**Exercise passage**

■ ■ ■ ■ ■

- Born: November 19, 1942 Brooklyn, New York, U.S.
- Died: April 24, 2020 (aged 77) Wellesley, Massachusetts, U.S.
- Known for: Creator of UpToDate software, author of Clinical Physiology of Acid-Base and Electrolyte Disorders
- Spouse: Gloria
- Awards: Robert G. Narins Award (American Society of Nephrology)
- Scientific career
- Fields: Nephrology
- Institutions: Harvard School of Medicine;

= Burton Rose =

American nephrologist (1942–2020)

Burton "Bud" David Rose (November 19, 1942 – April 24, 2020) was an American nephrologist and the creator of UpToDate, an online medical resource.

== Career ==
Burton Rose was a clinical professor of medicine at Harvard University. He also held positions at the University of Massachusetts Medical School, Brigham and Women's Hospital, and Beth Israel Deaconess Medical Center. He was the author of Clinical Physiology of Acid-Base and Electrolyte Disorders and Pathophysiology of Renal Disease; and the co-author of Renal Pathophysiology: The Essentials.

■ ■ ■ ■ ■

**Data shown**
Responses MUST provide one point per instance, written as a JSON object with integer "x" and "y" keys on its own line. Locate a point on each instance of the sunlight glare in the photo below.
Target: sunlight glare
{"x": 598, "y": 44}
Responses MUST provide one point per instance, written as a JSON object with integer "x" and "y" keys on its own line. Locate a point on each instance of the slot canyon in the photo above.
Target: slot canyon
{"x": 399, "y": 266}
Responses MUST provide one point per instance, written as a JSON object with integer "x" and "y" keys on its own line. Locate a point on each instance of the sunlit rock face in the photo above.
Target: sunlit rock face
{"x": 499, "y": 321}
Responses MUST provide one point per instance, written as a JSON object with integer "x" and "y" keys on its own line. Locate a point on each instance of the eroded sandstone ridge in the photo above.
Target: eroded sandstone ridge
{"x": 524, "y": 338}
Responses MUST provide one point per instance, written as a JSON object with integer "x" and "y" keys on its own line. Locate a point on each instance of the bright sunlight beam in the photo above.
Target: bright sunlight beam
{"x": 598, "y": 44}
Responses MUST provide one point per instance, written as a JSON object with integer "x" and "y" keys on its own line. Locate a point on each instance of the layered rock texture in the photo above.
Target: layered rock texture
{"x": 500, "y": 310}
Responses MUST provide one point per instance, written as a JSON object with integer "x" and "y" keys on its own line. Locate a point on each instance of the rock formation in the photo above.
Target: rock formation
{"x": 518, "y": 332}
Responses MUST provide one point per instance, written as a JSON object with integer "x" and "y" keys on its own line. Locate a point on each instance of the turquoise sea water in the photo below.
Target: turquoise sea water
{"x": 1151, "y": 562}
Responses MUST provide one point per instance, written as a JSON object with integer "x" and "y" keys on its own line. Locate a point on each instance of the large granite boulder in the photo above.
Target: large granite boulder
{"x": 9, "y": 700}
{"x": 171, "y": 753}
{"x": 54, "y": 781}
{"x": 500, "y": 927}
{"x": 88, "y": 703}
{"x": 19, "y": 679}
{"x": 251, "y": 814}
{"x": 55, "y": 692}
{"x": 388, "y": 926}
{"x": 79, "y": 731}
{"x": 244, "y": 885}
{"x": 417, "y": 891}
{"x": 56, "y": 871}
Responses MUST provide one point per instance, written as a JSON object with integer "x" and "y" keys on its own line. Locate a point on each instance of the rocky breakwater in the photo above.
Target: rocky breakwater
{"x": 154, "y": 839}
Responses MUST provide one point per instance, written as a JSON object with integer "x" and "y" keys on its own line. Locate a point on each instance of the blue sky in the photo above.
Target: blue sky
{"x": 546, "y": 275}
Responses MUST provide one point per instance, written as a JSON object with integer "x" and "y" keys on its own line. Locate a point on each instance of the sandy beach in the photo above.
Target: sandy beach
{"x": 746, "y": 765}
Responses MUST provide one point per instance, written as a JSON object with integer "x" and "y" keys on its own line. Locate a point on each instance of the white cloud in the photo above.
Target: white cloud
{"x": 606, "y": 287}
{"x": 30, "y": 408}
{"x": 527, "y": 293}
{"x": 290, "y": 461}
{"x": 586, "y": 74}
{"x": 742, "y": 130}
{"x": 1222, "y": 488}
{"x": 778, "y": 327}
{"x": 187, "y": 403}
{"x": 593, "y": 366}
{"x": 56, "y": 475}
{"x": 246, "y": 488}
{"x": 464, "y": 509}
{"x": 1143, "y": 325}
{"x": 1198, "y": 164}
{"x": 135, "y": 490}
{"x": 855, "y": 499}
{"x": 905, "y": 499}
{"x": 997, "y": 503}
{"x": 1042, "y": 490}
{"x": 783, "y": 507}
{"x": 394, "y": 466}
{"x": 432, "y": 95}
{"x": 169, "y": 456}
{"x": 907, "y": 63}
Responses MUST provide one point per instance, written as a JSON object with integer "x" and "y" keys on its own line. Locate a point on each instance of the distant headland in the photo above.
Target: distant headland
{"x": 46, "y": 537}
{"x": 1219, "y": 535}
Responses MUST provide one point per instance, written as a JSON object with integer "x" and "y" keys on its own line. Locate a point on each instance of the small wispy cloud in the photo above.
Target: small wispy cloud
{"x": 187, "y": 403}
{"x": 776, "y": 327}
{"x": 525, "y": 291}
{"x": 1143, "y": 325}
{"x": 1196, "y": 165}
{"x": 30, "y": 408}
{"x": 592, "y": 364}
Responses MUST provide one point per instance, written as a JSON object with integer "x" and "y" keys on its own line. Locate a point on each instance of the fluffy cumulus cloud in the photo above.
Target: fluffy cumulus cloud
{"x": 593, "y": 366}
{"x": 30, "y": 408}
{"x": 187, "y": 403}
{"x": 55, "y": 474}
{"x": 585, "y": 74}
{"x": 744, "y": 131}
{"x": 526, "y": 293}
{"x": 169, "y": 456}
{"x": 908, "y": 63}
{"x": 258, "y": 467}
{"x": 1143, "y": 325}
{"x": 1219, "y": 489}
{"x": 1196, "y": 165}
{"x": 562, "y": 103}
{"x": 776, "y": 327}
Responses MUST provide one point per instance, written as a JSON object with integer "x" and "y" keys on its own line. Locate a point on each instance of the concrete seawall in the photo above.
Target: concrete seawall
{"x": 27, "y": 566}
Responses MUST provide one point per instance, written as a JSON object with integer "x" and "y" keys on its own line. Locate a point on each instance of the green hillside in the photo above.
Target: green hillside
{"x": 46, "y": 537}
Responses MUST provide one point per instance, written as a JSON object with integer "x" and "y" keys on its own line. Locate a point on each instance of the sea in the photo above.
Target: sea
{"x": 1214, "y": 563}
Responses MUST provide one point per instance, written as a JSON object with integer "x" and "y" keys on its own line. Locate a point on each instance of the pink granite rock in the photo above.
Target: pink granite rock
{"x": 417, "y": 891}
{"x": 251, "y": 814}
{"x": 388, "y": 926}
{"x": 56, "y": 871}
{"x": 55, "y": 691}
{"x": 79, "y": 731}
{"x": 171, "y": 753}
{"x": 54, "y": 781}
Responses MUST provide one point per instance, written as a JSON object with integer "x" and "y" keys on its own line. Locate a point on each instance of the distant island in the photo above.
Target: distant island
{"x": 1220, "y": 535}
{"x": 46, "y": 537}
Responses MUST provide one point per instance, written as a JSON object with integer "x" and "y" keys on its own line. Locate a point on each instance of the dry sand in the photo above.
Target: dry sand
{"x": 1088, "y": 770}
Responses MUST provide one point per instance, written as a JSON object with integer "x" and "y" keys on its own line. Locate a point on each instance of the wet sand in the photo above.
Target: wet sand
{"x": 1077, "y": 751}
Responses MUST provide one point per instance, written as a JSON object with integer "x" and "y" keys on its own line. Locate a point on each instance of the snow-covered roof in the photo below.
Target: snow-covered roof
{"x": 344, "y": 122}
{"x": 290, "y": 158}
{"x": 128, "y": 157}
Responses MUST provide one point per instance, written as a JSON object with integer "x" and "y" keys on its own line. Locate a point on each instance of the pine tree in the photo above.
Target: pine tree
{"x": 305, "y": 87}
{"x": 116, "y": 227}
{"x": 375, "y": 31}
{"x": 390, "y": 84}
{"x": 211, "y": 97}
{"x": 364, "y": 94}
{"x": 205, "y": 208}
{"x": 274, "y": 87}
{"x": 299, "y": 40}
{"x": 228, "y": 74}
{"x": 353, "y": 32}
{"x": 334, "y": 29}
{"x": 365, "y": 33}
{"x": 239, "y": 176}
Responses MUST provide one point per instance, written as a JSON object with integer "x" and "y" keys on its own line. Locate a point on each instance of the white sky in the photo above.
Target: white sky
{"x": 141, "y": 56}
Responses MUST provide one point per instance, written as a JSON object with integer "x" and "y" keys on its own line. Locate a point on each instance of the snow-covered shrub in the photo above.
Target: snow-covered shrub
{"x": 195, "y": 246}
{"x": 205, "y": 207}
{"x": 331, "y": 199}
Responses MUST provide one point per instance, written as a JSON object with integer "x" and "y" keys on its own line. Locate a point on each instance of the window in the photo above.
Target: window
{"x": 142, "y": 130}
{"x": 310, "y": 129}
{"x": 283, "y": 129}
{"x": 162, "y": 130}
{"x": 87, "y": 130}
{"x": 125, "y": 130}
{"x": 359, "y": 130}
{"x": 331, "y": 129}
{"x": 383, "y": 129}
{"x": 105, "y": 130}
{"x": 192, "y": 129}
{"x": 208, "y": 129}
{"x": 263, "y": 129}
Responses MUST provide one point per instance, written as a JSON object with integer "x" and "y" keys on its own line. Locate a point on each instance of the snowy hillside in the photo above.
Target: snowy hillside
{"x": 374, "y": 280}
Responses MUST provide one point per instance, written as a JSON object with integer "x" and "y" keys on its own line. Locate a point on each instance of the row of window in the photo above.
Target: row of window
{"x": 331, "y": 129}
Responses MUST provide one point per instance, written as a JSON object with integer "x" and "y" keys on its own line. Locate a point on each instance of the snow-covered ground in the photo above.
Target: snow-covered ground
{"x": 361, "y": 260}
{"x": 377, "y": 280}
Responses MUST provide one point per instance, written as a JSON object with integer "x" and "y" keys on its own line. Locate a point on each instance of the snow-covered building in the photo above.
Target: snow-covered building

■ ■ ■ ■ ■

**Task 1**
Name every book the Burton Rose article says he wrote or co-wrote.
**Task 2**
Write the next portion of the Burton Rose article, picking up after its final sentence.

**Task answer 1**
- Clinical Physiology of Acid-Base and Electrolyte Disorders
- Pathophysiology of Renal Disease
- Renal Pathophysiology: The Essentials (co-author)

**Task answer 2**
In 1987, Dr. Rose initiated a novel program at Brigham and Women's Hospital, the Continuing Education and Referral Service. This included three main components: 1) A free 800-hotline whereby community physicians throughout New England could call for quick answers to questions that came up in general practice; 2) An Advanced Clinical Training program through which community physicians could come to Brigham and Women's for brief (1-3 days) focused training in an area of interest; and 3) A monthly topical newsletter for community physicians, called "Medical Update", that was authored by expert clinician/scientists at Brigham and Women's.

Rose created the first version of UpToDate, in his house in 1992. It was released on floppy disks. In October 2017, more than 1.3 million clinicians in 187 countries have consulted UpToDate's website and mobile apps, with viewings of more than 32 million topics per month.

In 2019, the American Society of Nephrology announced the "Burton D. Rose, MD, Endowed Lectureship".

== Death ==
Rose, who had Alzheimer's disease, died from complications from COVID-19 on April 24, 2020, during the COVID-19 pandemic in Massachusetts.